Short problem » Below are entries; copy exactly, and only, the lines from the one containing "blurred background, each" through their final line, leaving out pictures.

Exercise materials »
· · · · ·

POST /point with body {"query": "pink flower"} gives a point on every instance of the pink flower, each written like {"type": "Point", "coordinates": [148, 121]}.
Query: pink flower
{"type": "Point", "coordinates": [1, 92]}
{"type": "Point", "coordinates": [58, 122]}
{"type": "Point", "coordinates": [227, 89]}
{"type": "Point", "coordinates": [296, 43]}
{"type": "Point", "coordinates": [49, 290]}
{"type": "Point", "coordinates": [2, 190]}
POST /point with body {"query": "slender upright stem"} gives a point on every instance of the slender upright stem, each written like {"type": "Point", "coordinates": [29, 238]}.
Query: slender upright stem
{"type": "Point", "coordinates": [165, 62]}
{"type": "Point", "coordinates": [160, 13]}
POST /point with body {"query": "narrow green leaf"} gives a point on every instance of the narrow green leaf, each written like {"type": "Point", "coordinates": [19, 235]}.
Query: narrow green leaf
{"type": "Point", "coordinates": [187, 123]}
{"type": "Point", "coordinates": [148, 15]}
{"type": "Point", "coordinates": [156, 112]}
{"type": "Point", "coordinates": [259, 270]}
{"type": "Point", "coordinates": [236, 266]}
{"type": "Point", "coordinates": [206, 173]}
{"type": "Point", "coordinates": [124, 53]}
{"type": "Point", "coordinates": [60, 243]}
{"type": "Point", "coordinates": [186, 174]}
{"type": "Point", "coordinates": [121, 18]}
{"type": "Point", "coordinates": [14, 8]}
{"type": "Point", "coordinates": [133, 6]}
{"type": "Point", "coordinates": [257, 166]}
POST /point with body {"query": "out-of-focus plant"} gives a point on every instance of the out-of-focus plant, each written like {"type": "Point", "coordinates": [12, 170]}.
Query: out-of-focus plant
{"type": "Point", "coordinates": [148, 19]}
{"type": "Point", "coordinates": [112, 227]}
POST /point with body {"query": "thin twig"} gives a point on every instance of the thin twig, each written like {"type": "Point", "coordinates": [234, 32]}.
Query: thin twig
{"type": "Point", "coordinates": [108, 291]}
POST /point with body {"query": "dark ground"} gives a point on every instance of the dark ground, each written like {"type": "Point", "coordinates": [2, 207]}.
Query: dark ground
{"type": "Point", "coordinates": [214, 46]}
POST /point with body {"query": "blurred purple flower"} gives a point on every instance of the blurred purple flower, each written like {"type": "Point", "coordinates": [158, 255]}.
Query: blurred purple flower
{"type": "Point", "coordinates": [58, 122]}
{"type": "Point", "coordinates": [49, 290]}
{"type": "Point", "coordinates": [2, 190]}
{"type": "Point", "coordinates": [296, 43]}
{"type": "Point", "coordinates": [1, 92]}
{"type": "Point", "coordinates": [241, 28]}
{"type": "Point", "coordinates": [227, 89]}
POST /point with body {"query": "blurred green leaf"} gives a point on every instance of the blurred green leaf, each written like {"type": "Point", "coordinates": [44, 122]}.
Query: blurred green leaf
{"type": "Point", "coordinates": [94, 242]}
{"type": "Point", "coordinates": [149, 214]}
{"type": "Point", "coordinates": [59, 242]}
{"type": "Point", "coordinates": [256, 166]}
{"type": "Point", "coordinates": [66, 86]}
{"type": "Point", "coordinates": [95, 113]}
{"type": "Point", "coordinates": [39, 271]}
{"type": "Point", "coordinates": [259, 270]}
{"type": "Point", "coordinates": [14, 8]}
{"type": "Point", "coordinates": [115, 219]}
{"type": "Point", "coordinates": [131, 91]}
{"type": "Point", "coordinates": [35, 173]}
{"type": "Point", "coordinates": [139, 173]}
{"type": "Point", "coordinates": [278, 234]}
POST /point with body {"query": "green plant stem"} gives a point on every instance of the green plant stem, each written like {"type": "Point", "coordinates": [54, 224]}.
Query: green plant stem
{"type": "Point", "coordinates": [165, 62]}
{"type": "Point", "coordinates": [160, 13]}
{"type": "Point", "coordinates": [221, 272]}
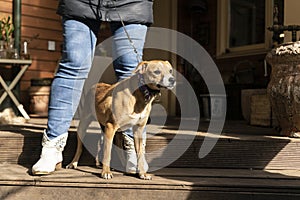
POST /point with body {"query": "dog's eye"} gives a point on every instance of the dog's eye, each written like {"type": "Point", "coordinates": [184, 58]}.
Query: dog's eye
{"type": "Point", "coordinates": [157, 72]}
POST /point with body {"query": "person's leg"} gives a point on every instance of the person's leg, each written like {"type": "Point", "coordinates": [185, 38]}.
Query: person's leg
{"type": "Point", "coordinates": [125, 60]}
{"type": "Point", "coordinates": [78, 51]}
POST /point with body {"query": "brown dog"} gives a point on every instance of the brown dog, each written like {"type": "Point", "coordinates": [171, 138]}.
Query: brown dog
{"type": "Point", "coordinates": [128, 104]}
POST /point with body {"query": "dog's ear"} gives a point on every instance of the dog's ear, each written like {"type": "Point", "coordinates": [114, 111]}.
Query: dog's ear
{"type": "Point", "coordinates": [141, 68]}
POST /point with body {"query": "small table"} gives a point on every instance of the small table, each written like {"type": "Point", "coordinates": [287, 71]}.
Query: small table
{"type": "Point", "coordinates": [8, 88]}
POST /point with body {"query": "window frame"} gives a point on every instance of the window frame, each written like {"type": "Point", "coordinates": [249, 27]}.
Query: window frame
{"type": "Point", "coordinates": [223, 49]}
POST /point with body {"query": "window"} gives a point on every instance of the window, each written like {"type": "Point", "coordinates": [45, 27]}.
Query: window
{"type": "Point", "coordinates": [242, 26]}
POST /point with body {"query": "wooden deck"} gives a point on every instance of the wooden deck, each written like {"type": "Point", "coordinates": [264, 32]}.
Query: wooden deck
{"type": "Point", "coordinates": [246, 163]}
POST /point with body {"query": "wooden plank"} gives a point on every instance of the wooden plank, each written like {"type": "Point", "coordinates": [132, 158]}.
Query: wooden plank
{"type": "Point", "coordinates": [43, 34]}
{"type": "Point", "coordinates": [40, 12]}
{"type": "Point", "coordinates": [41, 23]}
{"type": "Point", "coordinates": [41, 3]}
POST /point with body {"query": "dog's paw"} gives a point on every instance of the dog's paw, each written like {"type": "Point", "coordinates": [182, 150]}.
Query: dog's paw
{"type": "Point", "coordinates": [72, 165]}
{"type": "Point", "coordinates": [145, 176]}
{"type": "Point", "coordinates": [106, 175]}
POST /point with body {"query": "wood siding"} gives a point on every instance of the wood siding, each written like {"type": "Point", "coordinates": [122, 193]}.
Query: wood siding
{"type": "Point", "coordinates": [39, 24]}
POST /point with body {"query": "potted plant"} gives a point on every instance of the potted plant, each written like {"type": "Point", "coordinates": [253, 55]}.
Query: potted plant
{"type": "Point", "coordinates": [6, 38]}
{"type": "Point", "coordinates": [7, 29]}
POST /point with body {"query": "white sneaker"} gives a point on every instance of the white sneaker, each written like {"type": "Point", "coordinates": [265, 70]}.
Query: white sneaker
{"type": "Point", "coordinates": [51, 156]}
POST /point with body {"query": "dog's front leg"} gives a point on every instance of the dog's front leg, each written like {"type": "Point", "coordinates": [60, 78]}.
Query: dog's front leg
{"type": "Point", "coordinates": [108, 139]}
{"type": "Point", "coordinates": [140, 152]}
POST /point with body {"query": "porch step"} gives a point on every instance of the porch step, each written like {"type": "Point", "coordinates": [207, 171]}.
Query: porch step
{"type": "Point", "coordinates": [239, 147]}
{"type": "Point", "coordinates": [168, 183]}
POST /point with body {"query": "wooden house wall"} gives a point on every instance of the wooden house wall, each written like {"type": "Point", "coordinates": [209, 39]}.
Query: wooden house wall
{"type": "Point", "coordinates": [39, 24]}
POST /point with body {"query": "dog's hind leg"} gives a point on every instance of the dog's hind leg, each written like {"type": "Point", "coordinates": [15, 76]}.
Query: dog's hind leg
{"type": "Point", "coordinates": [108, 139]}
{"type": "Point", "coordinates": [139, 144]}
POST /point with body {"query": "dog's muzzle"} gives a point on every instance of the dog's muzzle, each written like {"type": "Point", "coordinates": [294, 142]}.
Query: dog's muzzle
{"type": "Point", "coordinates": [168, 82]}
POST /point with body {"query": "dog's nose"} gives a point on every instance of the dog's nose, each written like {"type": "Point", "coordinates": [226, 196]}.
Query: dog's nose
{"type": "Point", "coordinates": [172, 80]}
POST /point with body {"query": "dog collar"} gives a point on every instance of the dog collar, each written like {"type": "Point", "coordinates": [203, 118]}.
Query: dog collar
{"type": "Point", "coordinates": [148, 92]}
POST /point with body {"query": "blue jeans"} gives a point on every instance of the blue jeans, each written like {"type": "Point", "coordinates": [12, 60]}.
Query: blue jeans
{"type": "Point", "coordinates": [78, 53]}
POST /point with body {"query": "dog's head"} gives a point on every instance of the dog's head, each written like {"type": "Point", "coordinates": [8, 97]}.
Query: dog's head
{"type": "Point", "coordinates": [157, 74]}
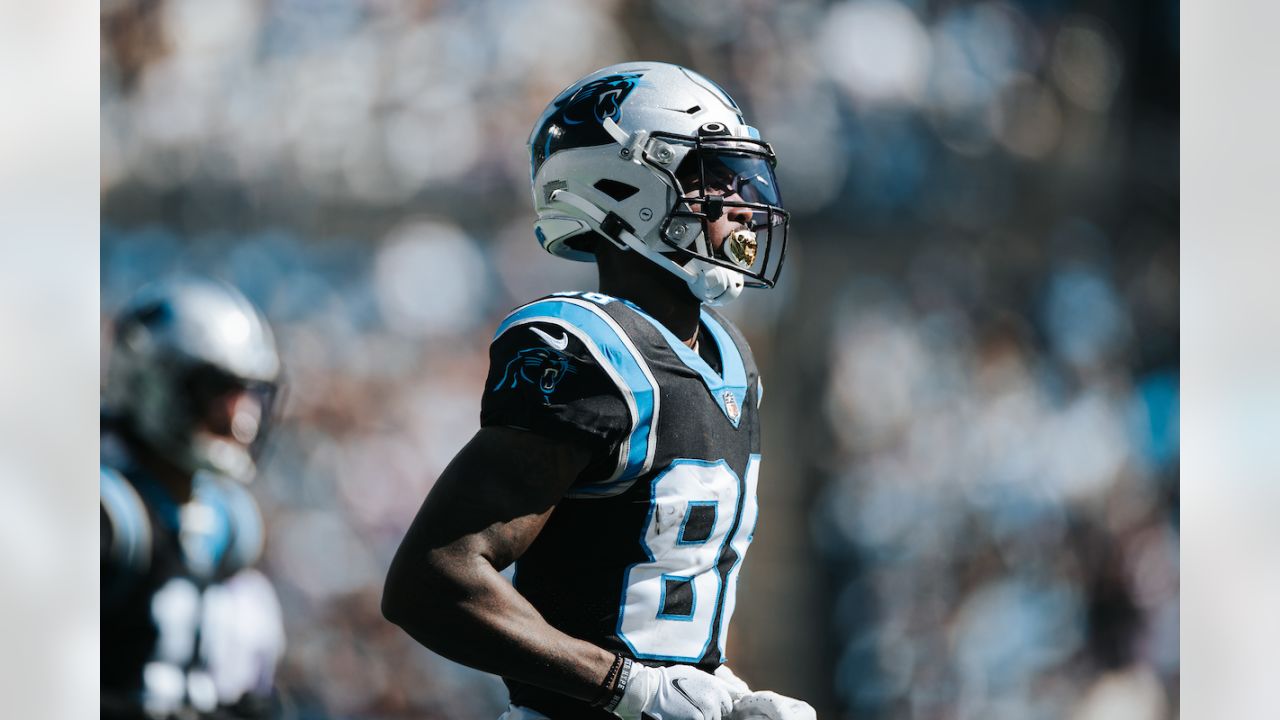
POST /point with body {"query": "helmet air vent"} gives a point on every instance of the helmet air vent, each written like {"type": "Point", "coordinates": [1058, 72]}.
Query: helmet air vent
{"type": "Point", "coordinates": [616, 190]}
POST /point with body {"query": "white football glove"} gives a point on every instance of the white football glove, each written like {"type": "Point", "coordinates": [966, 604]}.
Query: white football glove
{"type": "Point", "coordinates": [673, 693]}
{"type": "Point", "coordinates": [771, 706]}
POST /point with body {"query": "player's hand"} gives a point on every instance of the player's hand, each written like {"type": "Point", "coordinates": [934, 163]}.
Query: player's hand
{"type": "Point", "coordinates": [771, 706]}
{"type": "Point", "coordinates": [736, 686]}
{"type": "Point", "coordinates": [675, 693]}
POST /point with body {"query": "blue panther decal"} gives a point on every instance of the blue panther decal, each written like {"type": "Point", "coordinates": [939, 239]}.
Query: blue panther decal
{"type": "Point", "coordinates": [579, 113]}
{"type": "Point", "coordinates": [540, 367]}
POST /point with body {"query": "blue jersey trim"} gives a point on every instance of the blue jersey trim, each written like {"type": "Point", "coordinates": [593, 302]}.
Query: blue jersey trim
{"type": "Point", "coordinates": [210, 546]}
{"type": "Point", "coordinates": [734, 381]}
{"type": "Point", "coordinates": [131, 527]}
{"type": "Point", "coordinates": [606, 341]}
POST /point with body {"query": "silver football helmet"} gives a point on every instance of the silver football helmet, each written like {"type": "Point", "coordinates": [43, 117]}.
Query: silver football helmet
{"type": "Point", "coordinates": [193, 373]}
{"type": "Point", "coordinates": [652, 156]}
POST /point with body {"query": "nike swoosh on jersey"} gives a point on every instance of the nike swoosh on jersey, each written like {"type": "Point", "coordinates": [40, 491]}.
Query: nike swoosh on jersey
{"type": "Point", "coordinates": [561, 343]}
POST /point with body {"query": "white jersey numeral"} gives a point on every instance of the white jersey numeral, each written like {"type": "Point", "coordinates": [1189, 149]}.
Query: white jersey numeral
{"type": "Point", "coordinates": [673, 600]}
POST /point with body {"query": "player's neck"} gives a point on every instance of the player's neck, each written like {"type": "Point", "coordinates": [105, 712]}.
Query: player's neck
{"type": "Point", "coordinates": [656, 291]}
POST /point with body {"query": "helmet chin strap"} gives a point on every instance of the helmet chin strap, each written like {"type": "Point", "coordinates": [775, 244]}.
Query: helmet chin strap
{"type": "Point", "coordinates": [709, 283]}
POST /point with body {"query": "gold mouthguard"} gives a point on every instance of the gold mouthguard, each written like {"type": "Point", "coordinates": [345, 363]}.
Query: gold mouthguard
{"type": "Point", "coordinates": [740, 246]}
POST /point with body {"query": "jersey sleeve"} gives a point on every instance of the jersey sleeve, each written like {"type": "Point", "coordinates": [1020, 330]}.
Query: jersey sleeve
{"type": "Point", "coordinates": [124, 533]}
{"type": "Point", "coordinates": [566, 370]}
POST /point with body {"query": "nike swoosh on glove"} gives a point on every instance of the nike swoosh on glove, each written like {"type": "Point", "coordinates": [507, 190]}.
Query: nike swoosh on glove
{"type": "Point", "coordinates": [771, 706]}
{"type": "Point", "coordinates": [673, 693]}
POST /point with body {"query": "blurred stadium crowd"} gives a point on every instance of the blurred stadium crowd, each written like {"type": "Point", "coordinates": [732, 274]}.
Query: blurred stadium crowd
{"type": "Point", "coordinates": [972, 359]}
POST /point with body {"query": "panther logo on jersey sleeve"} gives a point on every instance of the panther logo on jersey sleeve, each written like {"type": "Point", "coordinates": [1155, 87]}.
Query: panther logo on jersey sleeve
{"type": "Point", "coordinates": [540, 367]}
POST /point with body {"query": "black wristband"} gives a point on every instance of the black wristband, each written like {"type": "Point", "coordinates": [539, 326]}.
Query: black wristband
{"type": "Point", "coordinates": [621, 686]}
{"type": "Point", "coordinates": [611, 682]}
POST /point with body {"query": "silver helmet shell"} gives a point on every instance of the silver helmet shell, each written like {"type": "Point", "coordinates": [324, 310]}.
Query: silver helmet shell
{"type": "Point", "coordinates": [613, 155]}
{"type": "Point", "coordinates": [178, 342]}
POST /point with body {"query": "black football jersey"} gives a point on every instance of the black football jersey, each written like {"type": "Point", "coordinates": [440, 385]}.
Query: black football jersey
{"type": "Point", "coordinates": [643, 555]}
{"type": "Point", "coordinates": [187, 628]}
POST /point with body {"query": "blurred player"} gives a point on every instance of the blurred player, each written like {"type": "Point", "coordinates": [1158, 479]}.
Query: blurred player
{"type": "Point", "coordinates": [620, 445]}
{"type": "Point", "coordinates": [188, 628]}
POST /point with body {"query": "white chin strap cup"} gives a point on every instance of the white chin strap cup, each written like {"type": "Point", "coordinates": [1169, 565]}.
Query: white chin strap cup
{"type": "Point", "coordinates": [711, 283]}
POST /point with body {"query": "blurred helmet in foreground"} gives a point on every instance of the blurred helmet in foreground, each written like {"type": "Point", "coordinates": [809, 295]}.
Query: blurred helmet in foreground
{"type": "Point", "coordinates": [193, 373]}
{"type": "Point", "coordinates": [650, 155]}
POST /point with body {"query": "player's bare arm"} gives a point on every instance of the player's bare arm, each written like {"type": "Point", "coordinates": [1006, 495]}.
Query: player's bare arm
{"type": "Point", "coordinates": [446, 588]}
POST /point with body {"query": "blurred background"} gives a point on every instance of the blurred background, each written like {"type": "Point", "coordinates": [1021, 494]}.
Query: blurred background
{"type": "Point", "coordinates": [969, 492]}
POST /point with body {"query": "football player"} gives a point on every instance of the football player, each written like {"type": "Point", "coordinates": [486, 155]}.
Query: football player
{"type": "Point", "coordinates": [620, 446]}
{"type": "Point", "coordinates": [188, 628]}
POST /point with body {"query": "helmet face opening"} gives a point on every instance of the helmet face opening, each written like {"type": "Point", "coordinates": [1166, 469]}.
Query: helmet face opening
{"type": "Point", "coordinates": [727, 187]}
{"type": "Point", "coordinates": [227, 406]}
{"type": "Point", "coordinates": [195, 374]}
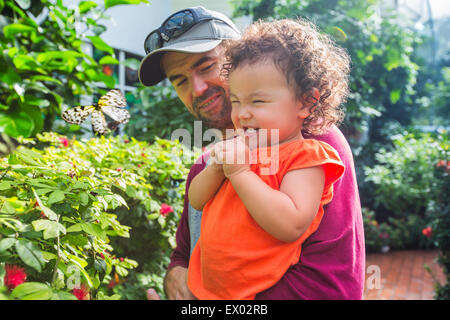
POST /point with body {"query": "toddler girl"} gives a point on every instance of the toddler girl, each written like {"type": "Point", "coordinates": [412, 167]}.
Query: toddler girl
{"type": "Point", "coordinates": [285, 79]}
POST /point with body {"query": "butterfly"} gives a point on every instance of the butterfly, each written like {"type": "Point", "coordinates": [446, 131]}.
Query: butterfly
{"type": "Point", "coordinates": [112, 104]}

· · · · ·

Final answer »
POST /point with body {"query": "blurred background"} gives a point on every instance of the blurred background, each written like {"type": "Point", "coordinates": [1021, 494]}.
Query: blurred background
{"type": "Point", "coordinates": [969, 492]}
POST /point with body {"query": "football player"} gives a point on every instance of the football player, each written like {"type": "Point", "coordinates": [486, 155]}.
Query: football player
{"type": "Point", "coordinates": [620, 446]}
{"type": "Point", "coordinates": [188, 628]}
POST /point with body {"query": "helmet face opening"} gives a point on every instance of the helmet face opening, each written like {"type": "Point", "coordinates": [1166, 469]}.
Query: helmet face opening
{"type": "Point", "coordinates": [727, 187]}
{"type": "Point", "coordinates": [227, 406]}
{"type": "Point", "coordinates": [195, 374]}
POST /point with body {"query": "toddler girl"} gives a point on every instance of the toddler girl, each written like {"type": "Point", "coordinates": [412, 167]}.
Query: toddler girl
{"type": "Point", "coordinates": [285, 79]}
POST /point with body {"query": "butterfly"} gives a point on every instance of the butterfly, each written like {"type": "Point", "coordinates": [446, 131]}.
Query: butterfly
{"type": "Point", "coordinates": [112, 104]}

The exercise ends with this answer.